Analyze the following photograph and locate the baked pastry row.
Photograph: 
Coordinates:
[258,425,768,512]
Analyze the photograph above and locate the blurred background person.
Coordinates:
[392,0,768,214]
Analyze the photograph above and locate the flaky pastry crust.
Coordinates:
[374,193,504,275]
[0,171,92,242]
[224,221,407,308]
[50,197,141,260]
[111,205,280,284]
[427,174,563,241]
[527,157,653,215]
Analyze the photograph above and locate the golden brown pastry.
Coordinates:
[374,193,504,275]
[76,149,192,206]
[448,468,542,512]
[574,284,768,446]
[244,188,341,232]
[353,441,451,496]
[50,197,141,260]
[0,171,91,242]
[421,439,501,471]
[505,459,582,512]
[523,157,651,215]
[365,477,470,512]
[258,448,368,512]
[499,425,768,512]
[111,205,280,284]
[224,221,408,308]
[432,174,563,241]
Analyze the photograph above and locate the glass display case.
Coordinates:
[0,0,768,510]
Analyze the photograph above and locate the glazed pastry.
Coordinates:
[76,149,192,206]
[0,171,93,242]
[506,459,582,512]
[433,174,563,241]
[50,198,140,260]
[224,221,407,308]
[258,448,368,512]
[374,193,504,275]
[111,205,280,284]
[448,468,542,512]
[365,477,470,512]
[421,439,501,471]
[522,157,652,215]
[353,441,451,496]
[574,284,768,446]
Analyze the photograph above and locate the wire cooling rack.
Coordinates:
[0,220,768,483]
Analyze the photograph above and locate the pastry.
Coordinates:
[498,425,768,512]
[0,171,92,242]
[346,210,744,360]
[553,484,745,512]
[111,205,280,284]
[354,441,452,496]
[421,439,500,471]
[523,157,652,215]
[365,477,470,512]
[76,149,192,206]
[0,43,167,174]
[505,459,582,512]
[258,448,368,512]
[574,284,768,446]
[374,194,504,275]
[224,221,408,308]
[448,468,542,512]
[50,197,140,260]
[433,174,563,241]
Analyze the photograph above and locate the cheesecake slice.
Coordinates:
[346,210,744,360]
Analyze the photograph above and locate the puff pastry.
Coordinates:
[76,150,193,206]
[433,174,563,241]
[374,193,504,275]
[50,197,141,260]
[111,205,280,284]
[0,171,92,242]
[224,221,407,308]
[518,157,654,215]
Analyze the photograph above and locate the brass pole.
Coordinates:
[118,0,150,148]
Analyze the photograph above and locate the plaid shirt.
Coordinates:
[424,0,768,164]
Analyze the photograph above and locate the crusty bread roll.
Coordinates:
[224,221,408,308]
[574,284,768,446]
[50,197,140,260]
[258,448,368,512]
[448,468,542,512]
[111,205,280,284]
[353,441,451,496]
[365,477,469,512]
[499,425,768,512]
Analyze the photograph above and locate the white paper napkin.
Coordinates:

::::::::

CHALLENGE - Convert the records above into a Markdown table with the columns "Row" and "Text," putting each line in its own row with its running number. Skip blank lines.

FINISHED TASK -
| Row | Text |
|---|---|
| 1 | Analyze the following photograph and locate the baked pastry row. |
| 2 | Photograph:  |
| 3 | Coordinates: |
| 4 | [258,425,768,512] |
| 5 | Analyze the photograph above and locate the blurred background person. |
| 6 | Coordinates: |
| 7 | [392,0,768,214] |
| 8 | Analyze the photograph above and locate the flaky pastry crust. |
| 9 | Coordinates: |
| 10 | [374,193,504,275] |
| 11 | [0,171,92,242] |
| 12 | [224,221,407,308] |
| 13 | [50,197,141,260] |
| 14 | [111,205,280,284] |
| 15 | [427,174,563,241] |
| 16 | [527,157,653,215] |
| 17 | Analyze the photograph above and locate the golden brown pastry. |
| 18 | Coordinates: |
| 19 | [374,193,504,275] |
| 20 | [76,149,192,206] |
| 21 | [448,468,542,512] |
| 22 | [574,284,768,446] |
| 23 | [244,188,341,232] |
| 24 | [353,441,451,496] |
| 25 | [50,197,141,260] |
| 26 | [0,171,91,242] |
| 27 | [421,439,501,471] |
| 28 | [505,459,582,512] |
| 29 | [523,157,651,215] |
| 30 | [365,477,470,512] |
| 31 | [258,448,368,512] |
| 32 | [499,425,768,512] |
| 33 | [111,205,280,284] |
| 34 | [224,221,408,308] |
| 35 | [432,174,563,241] |
| 36 | Analyze the photograph above and locate the glass display case. |
| 37 | Coordinates: |
| 38 | [0,0,768,510] |
| 39 | Analyze the photograph above and locate the glazed pastry. |
| 40 | Coordinates: |
| 41 | [76,149,192,206] |
| 42 | [0,171,93,242] |
| 43 | [506,459,582,512] |
| 44 | [433,174,563,241] |
| 45 | [50,198,140,260] |
| 46 | [224,221,407,308] |
| 47 | [258,448,368,512] |
| 48 | [374,193,504,275] |
| 49 | [111,205,280,284] |
| 50 | [448,468,542,512] |
| 51 | [365,477,470,512] |
| 52 | [421,439,501,471] |
| 53 | [522,157,652,215] |
| 54 | [353,441,451,496] |
| 55 | [574,284,768,446] |
| 56 | Analyze the photograph above and locate the wire cooling rack. |
| 57 | Coordinates: |
| 58 | [0,220,768,483] |
| 59 | Analyze the photograph above and locate the pastry. |
| 60 | Coordinates: |
| 61 | [498,425,768,512] |
| 62 | [0,171,92,242] |
| 63 | [346,210,744,360] |
| 64 | [553,484,745,512] |
| 65 | [111,205,280,284] |
| 66 | [354,441,452,496] |
| 67 | [421,439,500,471] |
| 68 | [523,157,652,215] |
| 69 | [365,477,470,512] |
| 70 | [76,149,192,206] |
| 71 | [0,43,167,174] |
| 72 | [505,459,582,512] |
| 73 | [258,448,368,512] |
| 74 | [574,284,768,446] |
| 75 | [374,194,504,275] |
| 76 | [224,221,408,308] |
| 77 | [448,468,542,512] |
| 78 | [50,197,140,260] |
| 79 | [433,174,563,241] |
| 80 | Analyze the photograph above and locate the cheesecake slice. |
| 81 | Coordinates: |
| 82 | [346,210,744,360] |
| 83 | Analyze the photograph above and locate the puff pastry. |
| 84 | Coordinates: |
| 85 | [76,150,193,206] |
| 86 | [433,174,563,241] |
| 87 | [374,193,504,275] |
| 88 | [50,197,141,260] |
| 89 | [111,205,280,284] |
| 90 | [0,171,92,242] |
| 91 | [224,221,407,308] |
| 92 | [518,157,654,215] |
| 93 | Analyze the photograph above and locate the brass pole. |
| 94 | Coordinates: |
| 95 | [118,0,150,148] |
| 96 | Analyze the photograph above and locate the plaid shirt. |
| 97 | Coordinates: |
| 98 | [424,0,768,164] |
| 99 | Analyze the photograph above and locate the crusty bread roll. |
| 100 | Coordinates: |
| 101 | [224,221,408,308] |
| 102 | [574,284,768,446] |
| 103 | [50,197,140,260] |
| 104 | [258,448,368,512] |
| 105 | [448,468,542,512] |
| 106 | [111,205,280,284] |
| 107 | [353,441,451,496] |
| 108 | [365,477,469,512] |
| 109 | [499,425,768,512] |
| 110 | Analyze the photograph above and locate the white paper napkin. |
| 111 | Coordinates: |